◆ DIRECTIONS FOR THIS TASK ◆
Update the data below by replacing "one point to a line" with "one point per line" throughout, and reproduce every line with nothing else changed.

--- START DATASET ---

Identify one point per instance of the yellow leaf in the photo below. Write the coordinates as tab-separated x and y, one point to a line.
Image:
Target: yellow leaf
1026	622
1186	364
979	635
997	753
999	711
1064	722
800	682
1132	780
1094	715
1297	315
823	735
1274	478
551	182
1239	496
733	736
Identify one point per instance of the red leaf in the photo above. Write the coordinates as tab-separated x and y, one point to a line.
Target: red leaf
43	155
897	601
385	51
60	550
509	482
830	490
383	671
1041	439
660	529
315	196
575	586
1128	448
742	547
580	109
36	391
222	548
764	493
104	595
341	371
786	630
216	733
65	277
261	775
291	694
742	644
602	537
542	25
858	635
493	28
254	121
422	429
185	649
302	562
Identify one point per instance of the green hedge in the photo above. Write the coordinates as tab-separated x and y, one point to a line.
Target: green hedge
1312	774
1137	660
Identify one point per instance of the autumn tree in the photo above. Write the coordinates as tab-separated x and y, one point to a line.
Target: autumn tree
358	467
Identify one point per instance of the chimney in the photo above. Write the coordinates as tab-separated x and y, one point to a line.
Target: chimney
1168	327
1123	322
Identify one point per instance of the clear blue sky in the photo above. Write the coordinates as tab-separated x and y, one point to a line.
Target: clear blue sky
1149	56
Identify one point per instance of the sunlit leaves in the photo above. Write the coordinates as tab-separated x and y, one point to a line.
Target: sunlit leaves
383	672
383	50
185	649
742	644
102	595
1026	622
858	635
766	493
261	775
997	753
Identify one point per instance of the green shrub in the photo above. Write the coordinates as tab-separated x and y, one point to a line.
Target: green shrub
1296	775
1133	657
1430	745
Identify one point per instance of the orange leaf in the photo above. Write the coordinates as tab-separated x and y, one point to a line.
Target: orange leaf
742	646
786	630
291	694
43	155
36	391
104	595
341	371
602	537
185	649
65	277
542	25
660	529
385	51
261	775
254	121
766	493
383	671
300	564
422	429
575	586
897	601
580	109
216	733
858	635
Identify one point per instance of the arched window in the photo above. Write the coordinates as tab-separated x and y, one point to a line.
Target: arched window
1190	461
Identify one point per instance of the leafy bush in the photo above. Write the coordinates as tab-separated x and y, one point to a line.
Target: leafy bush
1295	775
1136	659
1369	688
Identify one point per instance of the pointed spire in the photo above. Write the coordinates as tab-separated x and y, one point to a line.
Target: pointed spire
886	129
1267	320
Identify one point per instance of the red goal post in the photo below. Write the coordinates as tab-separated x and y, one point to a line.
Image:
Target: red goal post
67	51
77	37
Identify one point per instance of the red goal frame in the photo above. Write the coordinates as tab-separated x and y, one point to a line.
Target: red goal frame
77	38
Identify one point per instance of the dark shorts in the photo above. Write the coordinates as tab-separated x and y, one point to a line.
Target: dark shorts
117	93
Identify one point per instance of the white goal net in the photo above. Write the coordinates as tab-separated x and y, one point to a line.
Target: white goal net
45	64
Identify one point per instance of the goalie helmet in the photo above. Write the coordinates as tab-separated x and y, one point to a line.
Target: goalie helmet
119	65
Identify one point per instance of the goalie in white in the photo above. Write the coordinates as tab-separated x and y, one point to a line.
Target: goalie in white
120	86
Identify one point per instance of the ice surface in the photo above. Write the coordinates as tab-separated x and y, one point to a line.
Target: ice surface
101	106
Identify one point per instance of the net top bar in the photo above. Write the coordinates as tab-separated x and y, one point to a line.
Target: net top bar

--- END DATASET ---

◆ WRITTEN RESPONSE ◆
Identify one point per instance of the yellow leaf in the photo below. Write the coordinates as tab-separated x and y, one point per line.
Image:
Target: yellow leaf
1026	622
1186	364
979	635
997	753
999	711
1064	722
800	682
1132	780
1094	715
1297	315
823	735
1274	478
551	182
1239	496
733	736
Identify one point per instance of the red leaf in the photo above. Write the coordinates as tab-separated x and y, one point per line.
Target: red leaf
43	155
897	601
385	51
60	550
509	482
830	490
383	671
1041	439
660	529
315	196
575	586
1128	448
742	547
580	109
36	391
222	548
764	493
104	595
341	371
786	630
216	733
65	277
261	775
291	694
742	644
602	537
542	25
858	635
493	28
254	121
422	429
185	649
302	562
Identify one point per instance of the green hedge in the photo above. Write the coordinates as tab-separated x and y, one point per line.
Target: green hedge
1312	774
1137	660
Identify one point per instance of the autumn tree in the photo above. Write the coordinates as tab-separated x and y, one point per line.
Target: autumn tree
358	467
Identify one point per instance of the chimney in the photo above. Write the coordinates as tab-separated x and y, one point per line.
Target: chimney
1168	327
1123	322
Identify one point per instance of the clear blue sky in the photo above. Write the coordinates as tab-separated x and y, one point per line.
Target: clear blue sky
1149	56
Identify one point per instance of the sunlit leaves in the photo above. Write the coordinates as tab-separated x and y, one point per line.
Target: sunlit leaves
383	672
383	50
185	649
742	644
102	595
1026	622
858	635
766	493
261	775
997	753
Identify one point per instance of the green shrub in the photo above. Write the coordinates as tab-separated x and y, one point per line.
Target: green shrub
1296	775
1133	657
1430	745
Identify one point per instance of the orange leaf in the photo above. Write the coordinates as tab-separated x and y, one point per line.
Target: orange leaf
742	646
786	630
291	694
43	155
36	391
104	595
341	371
602	537
185	649
65	277
542	25
660	529
385	51
261	775
254	121
766	493
383	671
300	564
422	429
575	586
897	601
580	109
216	733
858	635
Identify one point per instance of the arched window in the photo above. Write the coordinates as tab-separated x and y, one point per line.
Target: arched window
1190	461
Identify one point per instance of the leafy bush in the photo above. Write the coordinates as tab-separated x and y, one point per line.
Target: leafy bush
1295	775
1136	659
1369	688
Identify one point per instance of the pointed spire in the photo above. Write the coordinates as tab-separated x and y, one point per line.
Target: pointed spire
886	129
1267	320
Identify one point per instance of the red goal post in the photo below. Write the coordinates as tab-separated x and y, one point per line.
Image:
Target: red goal post
67	51
77	37
Identify one point per instance of the red goal frame in the photo above. Write the coordinates as tab-separated x and y, one point per line.
Target: red goal frame
77	38
Identify one point per instance of the dark shorts in the photo above. Write the coordinates as tab-separated x and y, one point per line.
Target: dark shorts
117	93
Identify one point per instance of the white goal net in the photo above. Write the coordinates as tab-separated x and y, one point per line.
Target: white goal net
45	64
Identify one point per instance of the goalie helmet in the photo above. Write the coordinates as tab-separated x and y, one point per line.
Target: goalie helmet
119	65
Identify one point per instance of the goalie in white in the photo above. Write the coordinates as tab-separated x and y, one point per line.
Target: goalie in white
120	86
Identify one point per instance of the ice surface in the photo above. Write the coordinates as tab-separated x and y, one point per line.
Target: ice surface
101	106
Identify one point per instance of the net top bar in the photo above. Write the coordinates as tab-separated x and y, one point per line.
Target: net top bar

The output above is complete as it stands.